▶ **Exercise**
Pick out every line below that contains the word "downspout", and copy each of those lines in full.

▶ **Task material**
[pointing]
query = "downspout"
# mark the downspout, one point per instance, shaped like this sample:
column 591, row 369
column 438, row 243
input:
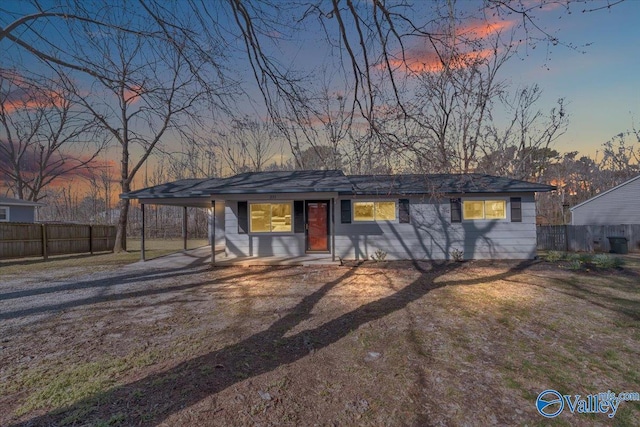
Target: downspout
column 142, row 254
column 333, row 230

==

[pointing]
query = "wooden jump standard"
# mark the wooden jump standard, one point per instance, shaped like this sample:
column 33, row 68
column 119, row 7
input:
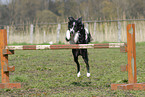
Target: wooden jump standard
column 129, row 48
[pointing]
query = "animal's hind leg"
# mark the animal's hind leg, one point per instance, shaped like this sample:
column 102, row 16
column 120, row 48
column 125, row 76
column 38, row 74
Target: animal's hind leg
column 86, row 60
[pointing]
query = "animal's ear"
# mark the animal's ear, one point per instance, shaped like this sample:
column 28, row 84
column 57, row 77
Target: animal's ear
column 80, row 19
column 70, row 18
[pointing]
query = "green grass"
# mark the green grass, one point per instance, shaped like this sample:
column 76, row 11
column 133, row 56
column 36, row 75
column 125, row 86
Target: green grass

▶ **Response to this task**
query = "downspout"
# mark the downspout, one point per instance, shaped like this sample:
Target: downspout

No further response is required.